_Segmentation mask data_
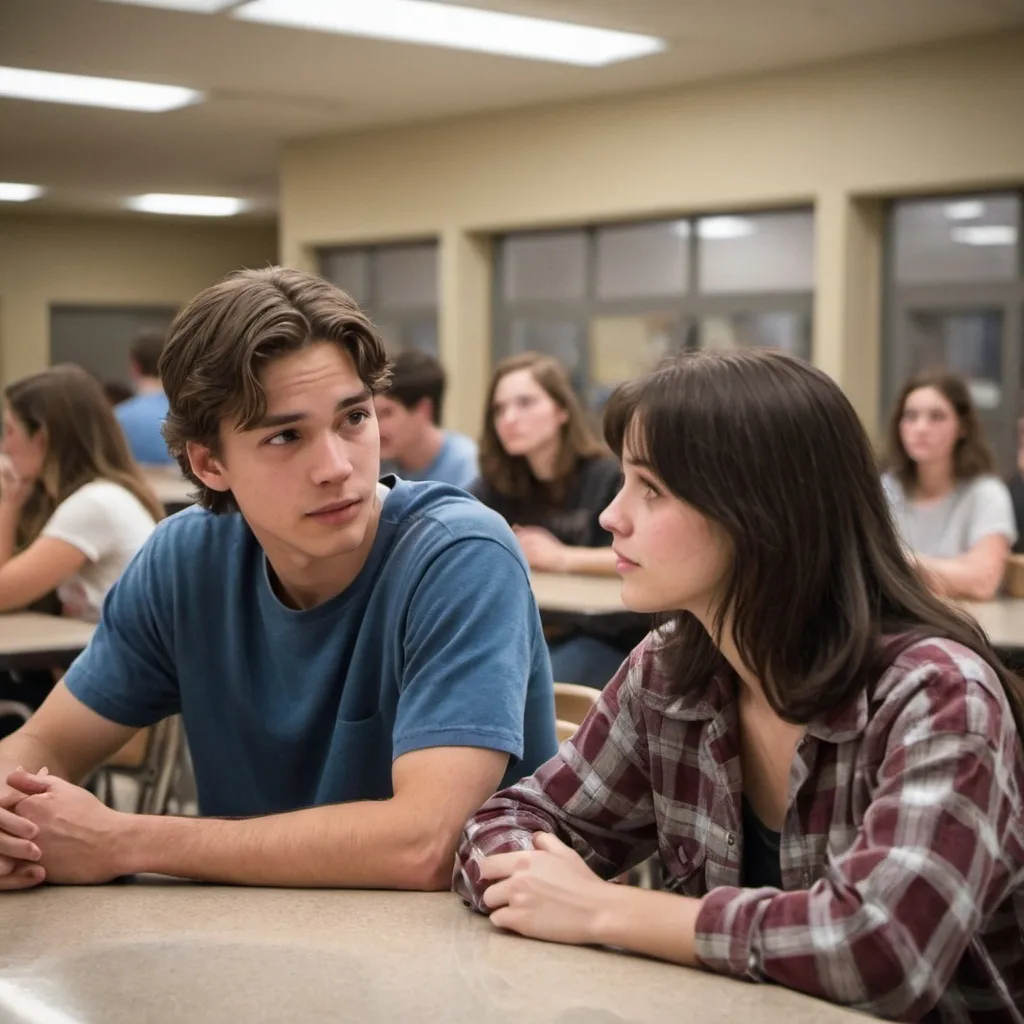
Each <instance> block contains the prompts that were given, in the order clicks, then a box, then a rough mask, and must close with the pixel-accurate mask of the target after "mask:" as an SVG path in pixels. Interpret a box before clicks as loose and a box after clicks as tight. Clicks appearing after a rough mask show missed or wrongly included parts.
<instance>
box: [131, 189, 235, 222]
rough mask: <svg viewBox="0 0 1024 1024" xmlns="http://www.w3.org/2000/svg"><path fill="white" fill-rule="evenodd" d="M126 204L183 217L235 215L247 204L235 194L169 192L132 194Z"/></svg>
mask: <svg viewBox="0 0 1024 1024" xmlns="http://www.w3.org/2000/svg"><path fill="white" fill-rule="evenodd" d="M125 206H127V207H128V208H129V209H131V210H138V211H140V212H141V213H170V214H177V215H179V216H182V217H233V216H234V214H237V213H241V212H242V211H243V210H244V209H245V208H246V204H245V202H244V201H243V200H241V199H236V198H234V197H233V196H175V195H172V194H169V193H146V195H144V196H132V197H131V199H128V200H126V201H125Z"/></svg>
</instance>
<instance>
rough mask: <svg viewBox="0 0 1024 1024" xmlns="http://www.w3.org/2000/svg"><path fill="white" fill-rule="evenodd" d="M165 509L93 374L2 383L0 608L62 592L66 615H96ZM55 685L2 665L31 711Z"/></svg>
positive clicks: (90, 616) (23, 700)
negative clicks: (3, 406) (7, 670)
mask: <svg viewBox="0 0 1024 1024" xmlns="http://www.w3.org/2000/svg"><path fill="white" fill-rule="evenodd" d="M162 515H163V509H162V507H161V505H160V503H159V502H158V501H157V498H156V496H155V495H154V494H153V493H152V492H151V490H150V487H148V485H147V484H146V483H145V481H144V480H143V479H142V477H141V475H140V473H139V470H138V467H137V466H136V465H135V463H134V462H133V461H132V459H131V456H130V455H129V453H128V447H127V444H126V443H125V438H124V435H123V434H122V432H121V429H120V427H119V426H118V423H117V420H115V418H114V413H113V412H112V410H111V407H110V404H109V402H108V400H106V396H105V395H104V393H103V389H102V386H101V385H100V384H99V383H98V382H97V381H96V380H95V379H94V378H93V377H92V376H91V375H89V374H88V373H86V372H85V371H84V370H82V369H81V368H80V367H76V366H60V367H54V368H53V369H52V370H45V371H43V372H42V373H39V374H35V375H33V376H32V377H26V378H25V379H24V380H20V381H16V382H15V383H14V384H11V385H10V386H8V387H7V388H6V389H5V390H4V410H3V454H2V459H0V611H12V610H15V609H18V608H25V607H28V606H29V605H36V604H37V602H39V601H40V600H41V599H43V598H45V597H46V596H47V595H48V594H50V593H51V592H54V591H55V592H56V597H57V599H58V601H59V606H60V609H61V610H62V612H63V613H65V614H66V615H71V616H73V617H76V618H83V620H86V621H88V622H97V621H98V618H99V609H100V606H101V604H102V601H103V598H104V597H105V596H106V593H108V591H110V589H111V588H112V587H113V586H114V584H115V583H116V582H117V580H118V578H119V577H120V575H121V573H122V572H123V571H124V569H125V567H126V566H127V564H128V562H129V561H130V560H131V559H132V558H133V557H134V556H135V553H136V552H137V551H138V549H139V548H140V547H141V546H142V544H143V542H144V541H145V540H146V538H148V536H150V535H151V534H152V532H153V530H154V528H155V526H156V524H157V521H158V520H159V519H160V518H161V517H162ZM52 686H53V676H52V675H51V674H50V673H48V672H36V673H26V674H24V675H22V676H19V677H18V679H17V680H14V679H13V678H12V677H10V676H8V675H6V674H0V698H7V699H12V700H17V701H19V702H22V703H25V705H28V707H29V708H31V709H33V710H35V709H36V708H38V707H39V705H40V703H42V701H43V699H44V698H45V696H46V694H47V693H48V692H49V690H50V688H51V687H52ZM16 724H17V723H13V725H16ZM5 726H12V723H10V722H0V735H3V734H5Z"/></svg>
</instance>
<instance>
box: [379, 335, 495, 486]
mask: <svg viewBox="0 0 1024 1024" xmlns="http://www.w3.org/2000/svg"><path fill="white" fill-rule="evenodd" d="M391 374H392V377H391V387H390V389H389V390H388V392H387V394H380V395H377V396H376V397H375V398H374V408H375V409H376V412H377V420H378V422H379V423H380V431H381V460H382V462H381V474H382V475H383V474H386V473H397V474H398V475H399V476H400V477H402V479H406V480H435V481H437V482H438V483H451V484H453V485H454V486H456V487H462V488H463V489H465V488H467V487H468V486H469V485H470V483H472V482H473V480H475V479H476V475H477V469H476V444H475V442H474V441H472V440H470V438H468V437H466V436H464V435H463V434H457V433H455V432H454V431H451V430H442V429H441V427H440V422H441V406H442V403H443V401H444V387H445V383H446V382H445V377H444V368H443V367H442V366H441V365H440V364H439V362H438V361H437V359H435V358H434V357H433V356H432V355H430V354H428V353H427V352H420V351H416V350H414V349H408V350H407V351H404V352H399V353H398V355H397V356H395V358H394V361H393V362H392V364H391Z"/></svg>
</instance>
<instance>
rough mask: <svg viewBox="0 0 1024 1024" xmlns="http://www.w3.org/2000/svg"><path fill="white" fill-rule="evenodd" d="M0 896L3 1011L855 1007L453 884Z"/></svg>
mask: <svg viewBox="0 0 1024 1024" xmlns="http://www.w3.org/2000/svg"><path fill="white" fill-rule="evenodd" d="M0 898H2V900H3V910H4V926H3V929H2V930H0V1020H11V1019H13V1020H26V1021H47V1022H59V1024H72V1022H86V1021H89V1022H91V1021H103V1022H104V1024H121V1022H126V1024H127V1022H129V1021H130V1022H136V1021H141V1020H144V1021H146V1022H147V1024H164V1022H175V1024H177V1022H179V1021H189V1022H206V1021H228V1020H231V1021H234V1020H238V1021H246V1022H247V1024H248V1022H262V1021H266V1022H271V1021H272V1022H274V1024H279V1022H281V1021H292V1020H295V1021H304V1020H317V1021H318V1020H336V1019H343V1020H351V1021H358V1022H360V1024H362V1022H368V1024H371V1022H378V1021H379V1022H388V1024H391V1022H394V1021H445V1022H461V1021H466V1022H473V1024H476V1022H488V1024H489V1022H497V1024H501V1022H509V1024H512V1022H515V1024H521V1022H522V1021H524V1020H528V1021H531V1022H534V1021H536V1022H561V1024H570V1022H579V1024H601V1022H611V1021H623V1022H636V1024H648V1022H649V1024H664V1022H665V1021H675V1020H683V1019H688V1018H689V1017H690V1016H691V1015H693V1016H695V1017H696V1018H697V1019H698V1020H699V1021H700V1024H718V1022H723V1024H724V1022H730V1024H731V1022H734V1021H737V1020H745V1021H751V1022H755V1021H778V1022H783V1021H784V1022H785V1024H833V1022H836V1024H840V1022H843V1021H850V1022H851V1024H852V1022H853V1021H854V1020H862V1018H860V1017H859V1016H856V1015H854V1014H852V1013H850V1012H848V1011H844V1010H840V1009H838V1008H835V1007H829V1006H827V1005H825V1004H822V1002H819V1001H817V1000H814V999H810V998H808V997H806V996H802V995H797V994H796V993H793V992H787V991H786V990H784V989H781V988H778V987H775V986H766V985H751V984H746V983H743V982H737V981H730V980H728V979H725V978H721V977H717V976H715V975H711V974H706V973H703V972H700V971H690V970H686V969H684V968H678V967H673V966H671V965H667V964H657V963H654V962H652V961H647V959H643V958H640V957H635V956H628V955H625V954H621V953H613V952H608V951H604V950H596V949H587V948H578V947H569V946H555V945H548V944H545V943H540V942H532V941H529V940H526V939H521V938H519V937H517V936H512V935H506V934H502V933H499V932H496V931H495V930H494V929H493V928H492V926H490V924H489V923H488V922H487V921H486V920H485V919H484V918H482V916H480V915H478V914H474V913H471V912H470V911H469V910H467V909H466V908H465V907H464V906H463V905H462V903H461V901H460V900H459V898H458V897H456V896H454V895H453V894H451V893H394V892H361V891H351V892H347V891H316V890H273V889H242V888H220V887H214V886H198V885H189V884H187V883H178V882H174V881H171V880H145V881H143V882H141V883H139V884H129V885H115V886H104V887H83V888H74V887H69V888H60V887H54V888H43V889H40V890H38V891H35V892H27V893H14V894H4V895H3V896H2V897H0Z"/></svg>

_YOUR INSTRUCTIONS_
Format the lines from the start of the material through the line containing "204L183 217L235 215L247", inclusive, as a JSON list of strings with one string per line and blank lines omitted. Leave the pictures out of the answer.

_WORKED SOLUTION_
[
  "Each <instance> block contains the prompts that were given, in the order clicks, then a box, then a rough mask, and must close with the pixel-accurate mask of the target after \"mask:\" as an SVG path in pixels. Interpret a box before clicks as loose and a box after clicks as tight. Clicks appearing after a rough mask show missed or wrongly included parts.",
  "<instance>",
  "box: [131, 189, 235, 222]",
  "rough mask: <svg viewBox=\"0 0 1024 1024\" xmlns=\"http://www.w3.org/2000/svg\"><path fill=\"white\" fill-rule=\"evenodd\" d=\"M126 204L183 217L235 215L247 204L235 194L169 192L132 194Z\"/></svg>"
]